THE DATA:
○ ○ ○
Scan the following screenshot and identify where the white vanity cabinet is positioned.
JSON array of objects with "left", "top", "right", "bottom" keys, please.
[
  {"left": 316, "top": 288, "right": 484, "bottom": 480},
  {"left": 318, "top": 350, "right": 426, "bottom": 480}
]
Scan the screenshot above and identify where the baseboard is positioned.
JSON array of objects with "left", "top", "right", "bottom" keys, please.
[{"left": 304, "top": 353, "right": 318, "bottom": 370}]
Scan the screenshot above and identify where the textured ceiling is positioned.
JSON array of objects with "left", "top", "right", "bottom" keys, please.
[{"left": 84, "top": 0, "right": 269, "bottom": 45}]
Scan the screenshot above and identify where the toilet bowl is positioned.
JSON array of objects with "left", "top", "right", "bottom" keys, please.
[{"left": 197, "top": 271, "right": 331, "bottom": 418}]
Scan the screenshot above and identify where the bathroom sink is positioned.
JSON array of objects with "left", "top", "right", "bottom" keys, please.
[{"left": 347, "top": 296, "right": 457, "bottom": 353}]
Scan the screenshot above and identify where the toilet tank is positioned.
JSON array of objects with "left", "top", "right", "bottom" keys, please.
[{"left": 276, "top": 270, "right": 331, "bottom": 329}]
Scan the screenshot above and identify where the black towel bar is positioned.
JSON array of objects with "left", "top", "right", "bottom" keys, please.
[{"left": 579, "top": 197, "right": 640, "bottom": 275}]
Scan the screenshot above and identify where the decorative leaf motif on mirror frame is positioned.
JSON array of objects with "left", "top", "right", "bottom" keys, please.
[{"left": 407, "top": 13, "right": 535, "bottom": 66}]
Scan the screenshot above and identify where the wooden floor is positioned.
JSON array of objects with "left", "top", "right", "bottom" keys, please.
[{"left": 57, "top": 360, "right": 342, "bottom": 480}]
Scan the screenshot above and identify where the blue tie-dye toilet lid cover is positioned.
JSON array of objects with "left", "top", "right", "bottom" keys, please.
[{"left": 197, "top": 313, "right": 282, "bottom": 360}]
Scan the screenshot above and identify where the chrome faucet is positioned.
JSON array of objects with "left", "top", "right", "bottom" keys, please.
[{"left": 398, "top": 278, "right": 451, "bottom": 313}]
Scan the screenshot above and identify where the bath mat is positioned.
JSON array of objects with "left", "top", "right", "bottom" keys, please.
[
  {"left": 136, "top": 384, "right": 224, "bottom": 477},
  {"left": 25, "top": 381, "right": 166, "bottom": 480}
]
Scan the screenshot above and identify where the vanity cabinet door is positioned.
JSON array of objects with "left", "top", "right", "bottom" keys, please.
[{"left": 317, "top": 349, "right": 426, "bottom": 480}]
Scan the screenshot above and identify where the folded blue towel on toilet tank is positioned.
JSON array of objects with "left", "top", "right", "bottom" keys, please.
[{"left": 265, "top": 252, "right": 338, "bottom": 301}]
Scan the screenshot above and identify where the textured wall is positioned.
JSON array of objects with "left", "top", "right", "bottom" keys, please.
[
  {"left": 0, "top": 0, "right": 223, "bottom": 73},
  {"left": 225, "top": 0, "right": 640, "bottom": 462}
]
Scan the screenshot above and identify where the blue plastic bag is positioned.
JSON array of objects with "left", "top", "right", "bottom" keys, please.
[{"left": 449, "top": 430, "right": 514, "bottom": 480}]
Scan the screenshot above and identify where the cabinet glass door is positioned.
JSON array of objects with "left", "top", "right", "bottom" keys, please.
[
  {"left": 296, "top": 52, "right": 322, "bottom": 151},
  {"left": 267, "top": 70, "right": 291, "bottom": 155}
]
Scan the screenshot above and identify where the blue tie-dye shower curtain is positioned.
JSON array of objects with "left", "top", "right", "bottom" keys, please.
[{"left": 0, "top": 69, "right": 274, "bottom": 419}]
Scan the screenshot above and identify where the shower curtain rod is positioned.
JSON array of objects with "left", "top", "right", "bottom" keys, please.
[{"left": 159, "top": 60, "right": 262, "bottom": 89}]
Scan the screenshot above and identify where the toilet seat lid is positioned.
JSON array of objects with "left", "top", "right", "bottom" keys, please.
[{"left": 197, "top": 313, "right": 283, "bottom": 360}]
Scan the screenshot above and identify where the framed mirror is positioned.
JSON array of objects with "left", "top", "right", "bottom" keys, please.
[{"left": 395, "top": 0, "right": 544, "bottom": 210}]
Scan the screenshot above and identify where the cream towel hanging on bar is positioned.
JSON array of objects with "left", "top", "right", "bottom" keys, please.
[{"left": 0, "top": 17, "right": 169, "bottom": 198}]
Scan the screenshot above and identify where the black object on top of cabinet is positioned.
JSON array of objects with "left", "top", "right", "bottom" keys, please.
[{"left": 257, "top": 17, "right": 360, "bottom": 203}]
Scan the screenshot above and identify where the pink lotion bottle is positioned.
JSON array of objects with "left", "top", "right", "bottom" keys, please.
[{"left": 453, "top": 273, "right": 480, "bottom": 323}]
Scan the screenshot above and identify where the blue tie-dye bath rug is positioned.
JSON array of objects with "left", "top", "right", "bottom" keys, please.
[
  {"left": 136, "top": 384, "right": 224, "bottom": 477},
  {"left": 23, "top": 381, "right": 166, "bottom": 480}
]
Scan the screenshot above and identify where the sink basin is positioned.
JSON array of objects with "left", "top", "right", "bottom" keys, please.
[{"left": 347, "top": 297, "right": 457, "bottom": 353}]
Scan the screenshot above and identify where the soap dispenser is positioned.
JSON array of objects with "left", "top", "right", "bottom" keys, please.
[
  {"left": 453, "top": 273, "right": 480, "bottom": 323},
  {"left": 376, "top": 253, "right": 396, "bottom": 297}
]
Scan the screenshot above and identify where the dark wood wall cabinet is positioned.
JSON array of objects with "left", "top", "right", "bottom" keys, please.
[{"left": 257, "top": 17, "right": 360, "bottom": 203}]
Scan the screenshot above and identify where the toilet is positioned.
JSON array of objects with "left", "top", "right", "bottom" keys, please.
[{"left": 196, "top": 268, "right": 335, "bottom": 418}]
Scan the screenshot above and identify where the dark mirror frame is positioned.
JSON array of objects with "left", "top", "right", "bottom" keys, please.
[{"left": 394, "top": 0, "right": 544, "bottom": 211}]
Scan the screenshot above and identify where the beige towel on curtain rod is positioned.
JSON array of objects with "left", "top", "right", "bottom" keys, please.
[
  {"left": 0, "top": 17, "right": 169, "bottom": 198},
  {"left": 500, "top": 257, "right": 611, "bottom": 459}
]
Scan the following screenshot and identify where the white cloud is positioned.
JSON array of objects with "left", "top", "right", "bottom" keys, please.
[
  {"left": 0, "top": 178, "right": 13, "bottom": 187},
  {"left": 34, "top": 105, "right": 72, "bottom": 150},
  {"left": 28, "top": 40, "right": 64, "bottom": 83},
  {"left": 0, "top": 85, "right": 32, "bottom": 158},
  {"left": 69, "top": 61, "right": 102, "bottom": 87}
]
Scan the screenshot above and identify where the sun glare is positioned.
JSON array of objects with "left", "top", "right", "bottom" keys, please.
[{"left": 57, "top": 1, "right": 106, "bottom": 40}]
○ ○ ○
DIRECTIVE: How many lines in the rows above contain the string "toilet"? Reply with the number alone.

EXERCISE RESULT: 6